Vorgegebener Text
□ □ □ □
Alles was amazon.de nun tun müsste wäre, dieser E-Mail noch eine ordnungsgemäße Standard-Widerrufs- bzw. Rückgabe-Belehrung beizufügen. Damit wäre den gesetzlichen Anforderungen Genüge getan, da der Verbraucher bereits vor Vertragsschluss in Textform (E-Mail reicht dafür aus) über sein Widerrufs- bzw- Rückgaberecht ausreichend informiert würde.

Folge: Im Gegensatz zu Rechtsgeschäften, die über die Internetplattform eBay abgewickelt werden, wäre es bei Fernabsatzgeschäften über amazon.de Marketplace völlig ausreichend, dem Verbraucher nur eine zweiwöchige Widerrufs- bzw. Rückgabefrist einzuräumen.
□ □ □ □
[Datensätze zur Segmentierung]
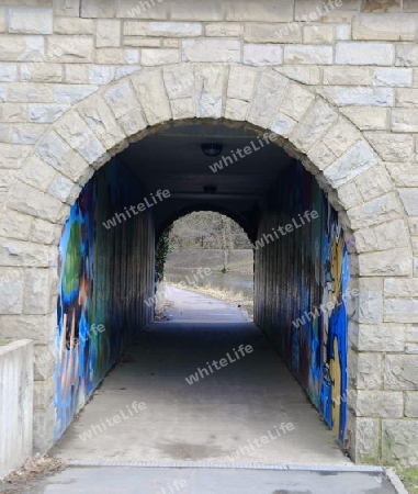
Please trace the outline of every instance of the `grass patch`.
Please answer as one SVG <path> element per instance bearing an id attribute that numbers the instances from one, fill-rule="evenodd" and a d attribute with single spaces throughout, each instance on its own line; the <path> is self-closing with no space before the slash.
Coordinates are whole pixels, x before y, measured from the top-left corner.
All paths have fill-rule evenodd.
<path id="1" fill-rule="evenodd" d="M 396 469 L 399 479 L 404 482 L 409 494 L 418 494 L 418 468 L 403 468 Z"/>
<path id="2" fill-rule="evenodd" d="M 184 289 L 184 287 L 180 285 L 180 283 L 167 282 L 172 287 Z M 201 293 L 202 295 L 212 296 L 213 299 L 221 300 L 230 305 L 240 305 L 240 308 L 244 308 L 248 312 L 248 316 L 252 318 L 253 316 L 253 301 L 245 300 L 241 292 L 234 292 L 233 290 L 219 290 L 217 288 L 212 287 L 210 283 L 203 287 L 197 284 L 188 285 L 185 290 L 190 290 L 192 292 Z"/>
□ □ □ □
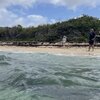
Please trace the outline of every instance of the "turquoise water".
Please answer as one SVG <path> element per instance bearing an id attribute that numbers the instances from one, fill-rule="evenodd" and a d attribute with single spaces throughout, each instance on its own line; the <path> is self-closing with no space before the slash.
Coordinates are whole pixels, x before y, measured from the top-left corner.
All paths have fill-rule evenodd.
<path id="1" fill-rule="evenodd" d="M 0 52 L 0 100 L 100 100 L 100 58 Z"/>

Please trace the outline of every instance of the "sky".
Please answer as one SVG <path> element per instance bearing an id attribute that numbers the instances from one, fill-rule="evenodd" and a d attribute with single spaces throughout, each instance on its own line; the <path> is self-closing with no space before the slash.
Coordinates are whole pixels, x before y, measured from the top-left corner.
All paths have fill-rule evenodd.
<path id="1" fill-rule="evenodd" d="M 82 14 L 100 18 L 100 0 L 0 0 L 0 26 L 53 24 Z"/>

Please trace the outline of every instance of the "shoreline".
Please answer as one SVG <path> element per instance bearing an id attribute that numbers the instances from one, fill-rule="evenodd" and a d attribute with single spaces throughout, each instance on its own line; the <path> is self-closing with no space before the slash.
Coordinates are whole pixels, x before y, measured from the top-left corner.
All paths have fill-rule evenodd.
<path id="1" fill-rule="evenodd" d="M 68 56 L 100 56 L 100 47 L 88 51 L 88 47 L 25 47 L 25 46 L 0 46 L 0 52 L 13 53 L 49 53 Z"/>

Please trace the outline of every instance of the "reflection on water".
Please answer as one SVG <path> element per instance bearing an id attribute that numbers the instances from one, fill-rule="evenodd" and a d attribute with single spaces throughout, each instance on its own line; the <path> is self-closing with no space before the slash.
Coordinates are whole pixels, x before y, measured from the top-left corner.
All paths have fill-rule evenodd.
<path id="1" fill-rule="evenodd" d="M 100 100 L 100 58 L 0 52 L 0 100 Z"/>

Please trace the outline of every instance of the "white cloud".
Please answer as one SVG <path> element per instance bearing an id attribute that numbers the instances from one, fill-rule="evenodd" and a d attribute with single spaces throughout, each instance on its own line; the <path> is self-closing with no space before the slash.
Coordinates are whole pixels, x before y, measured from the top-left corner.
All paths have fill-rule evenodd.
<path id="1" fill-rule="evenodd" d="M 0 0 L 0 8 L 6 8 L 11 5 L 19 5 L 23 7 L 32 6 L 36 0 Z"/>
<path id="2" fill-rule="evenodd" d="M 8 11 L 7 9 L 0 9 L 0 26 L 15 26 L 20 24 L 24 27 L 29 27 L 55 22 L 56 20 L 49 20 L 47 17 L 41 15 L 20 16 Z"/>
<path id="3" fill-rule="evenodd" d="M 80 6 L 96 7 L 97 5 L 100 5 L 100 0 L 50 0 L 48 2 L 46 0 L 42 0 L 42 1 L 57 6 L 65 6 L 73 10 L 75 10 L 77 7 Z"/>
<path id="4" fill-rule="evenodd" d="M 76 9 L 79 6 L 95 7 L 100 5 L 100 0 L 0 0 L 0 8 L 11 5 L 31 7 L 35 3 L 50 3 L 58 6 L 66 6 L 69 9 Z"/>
□ □ □ □
Zu lösende Aufgaben
• A. Gib aus dem Text über amazon.de Marketplace die Stelle von „Alles was amazon.de“ bis einschließlich „ausreichend informiert würde.“ wortgetreu aus.
• B. Erkläre mit der Begründung aus dem Text über amazon.de Marketplace, warum es den gesetzlichen Anforderungen genügen würde, der E-Mail eine Standard-Widerrufs- bzw. Rückgabe-Belehrung beizufügen.

Schriftliche Antworten
• A.
Alles was amazon.de nun tun müsste wäre, dieser E-Mail noch eine ordnungsgemäße Standard-Widerrufs- bzw. Rückgabe-Belehrung beizufügen. Damit wäre den gesetzlichen Anforderungen Genüge getan, da der Verbraucher bereits vor Vertragsschluss in Textform (E-Mail reicht dafür aus) über sein Widerrufs- bzw- Rückgaberecht ausreichend informiert würde.

• B. Der Verbraucher würde dann schon vor Vertragsschluss in Textform über sein Widerrufs- bzw. Rückgaberecht ausreichend informiert. Eine E-Mail reicht dafür als Textform aus.